• PROBLEM DESCRIPTION:
Find every line in the records below that holds the word "insect", and copy each one.

··· AVAILABLE DATA

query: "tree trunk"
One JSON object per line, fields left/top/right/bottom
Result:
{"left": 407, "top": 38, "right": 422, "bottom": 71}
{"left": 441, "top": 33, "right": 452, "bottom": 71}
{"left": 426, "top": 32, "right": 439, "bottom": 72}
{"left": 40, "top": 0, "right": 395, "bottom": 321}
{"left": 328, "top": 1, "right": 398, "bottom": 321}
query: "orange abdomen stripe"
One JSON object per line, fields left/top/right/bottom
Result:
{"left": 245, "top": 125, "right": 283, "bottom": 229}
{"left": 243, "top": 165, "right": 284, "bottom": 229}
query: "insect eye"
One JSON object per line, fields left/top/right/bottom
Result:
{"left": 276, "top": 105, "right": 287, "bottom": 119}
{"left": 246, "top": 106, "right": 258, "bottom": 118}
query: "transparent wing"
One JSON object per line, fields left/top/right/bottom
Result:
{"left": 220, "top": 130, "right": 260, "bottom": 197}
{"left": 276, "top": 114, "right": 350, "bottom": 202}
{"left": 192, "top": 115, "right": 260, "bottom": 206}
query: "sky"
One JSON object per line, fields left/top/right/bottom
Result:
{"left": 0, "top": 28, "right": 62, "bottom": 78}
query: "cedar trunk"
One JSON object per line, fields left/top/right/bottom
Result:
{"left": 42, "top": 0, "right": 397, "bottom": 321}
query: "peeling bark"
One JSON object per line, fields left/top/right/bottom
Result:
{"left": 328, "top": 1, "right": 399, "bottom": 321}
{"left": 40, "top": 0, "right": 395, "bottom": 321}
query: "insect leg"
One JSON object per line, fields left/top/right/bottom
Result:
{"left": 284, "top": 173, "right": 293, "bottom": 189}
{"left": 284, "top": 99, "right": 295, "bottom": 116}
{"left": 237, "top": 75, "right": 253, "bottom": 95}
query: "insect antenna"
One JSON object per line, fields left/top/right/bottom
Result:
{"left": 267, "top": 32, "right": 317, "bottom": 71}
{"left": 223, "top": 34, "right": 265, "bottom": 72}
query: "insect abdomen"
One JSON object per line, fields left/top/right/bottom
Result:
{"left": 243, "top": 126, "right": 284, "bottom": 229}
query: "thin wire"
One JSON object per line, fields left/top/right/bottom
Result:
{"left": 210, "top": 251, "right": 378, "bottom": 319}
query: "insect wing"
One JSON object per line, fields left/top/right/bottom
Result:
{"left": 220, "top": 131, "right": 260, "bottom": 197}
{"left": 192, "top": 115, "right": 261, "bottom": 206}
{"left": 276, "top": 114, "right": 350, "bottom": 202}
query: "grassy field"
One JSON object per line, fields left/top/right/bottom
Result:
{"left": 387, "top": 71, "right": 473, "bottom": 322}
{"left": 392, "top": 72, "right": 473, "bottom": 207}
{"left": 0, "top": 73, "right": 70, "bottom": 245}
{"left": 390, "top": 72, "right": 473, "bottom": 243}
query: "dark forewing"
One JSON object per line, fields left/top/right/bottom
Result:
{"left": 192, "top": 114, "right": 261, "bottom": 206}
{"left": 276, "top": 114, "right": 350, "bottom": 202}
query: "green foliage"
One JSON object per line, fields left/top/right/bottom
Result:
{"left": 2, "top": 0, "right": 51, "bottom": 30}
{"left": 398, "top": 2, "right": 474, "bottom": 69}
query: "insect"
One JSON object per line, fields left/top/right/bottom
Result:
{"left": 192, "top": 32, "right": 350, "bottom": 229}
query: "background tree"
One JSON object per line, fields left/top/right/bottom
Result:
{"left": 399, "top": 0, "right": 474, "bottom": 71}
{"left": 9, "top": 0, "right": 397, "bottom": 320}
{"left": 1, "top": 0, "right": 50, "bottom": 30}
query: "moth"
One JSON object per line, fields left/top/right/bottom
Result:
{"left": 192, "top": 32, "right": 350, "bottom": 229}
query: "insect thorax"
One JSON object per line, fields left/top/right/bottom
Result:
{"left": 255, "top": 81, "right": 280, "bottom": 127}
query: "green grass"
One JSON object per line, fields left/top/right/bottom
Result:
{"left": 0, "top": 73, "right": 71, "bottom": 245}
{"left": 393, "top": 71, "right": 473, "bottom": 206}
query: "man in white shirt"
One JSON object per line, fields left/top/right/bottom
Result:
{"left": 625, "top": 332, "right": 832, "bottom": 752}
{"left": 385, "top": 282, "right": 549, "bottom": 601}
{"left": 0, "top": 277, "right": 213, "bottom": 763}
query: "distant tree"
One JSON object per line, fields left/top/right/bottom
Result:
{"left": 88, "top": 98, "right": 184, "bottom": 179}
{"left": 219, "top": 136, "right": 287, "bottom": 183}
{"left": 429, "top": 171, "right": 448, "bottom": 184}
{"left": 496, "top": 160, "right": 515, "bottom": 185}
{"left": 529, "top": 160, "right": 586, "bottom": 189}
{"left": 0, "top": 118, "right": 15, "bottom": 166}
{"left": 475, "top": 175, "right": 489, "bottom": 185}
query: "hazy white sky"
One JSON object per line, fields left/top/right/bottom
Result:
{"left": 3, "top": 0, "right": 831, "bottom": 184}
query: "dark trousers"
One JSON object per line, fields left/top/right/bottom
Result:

······

• ANSWER FOR THIS EXERCISE:
query: "insect eye"
query: "insect leg"
query: "insect antenna"
query: "insect abdomen"
query: "insect wing"
query: "insect"
query: "insect thorax"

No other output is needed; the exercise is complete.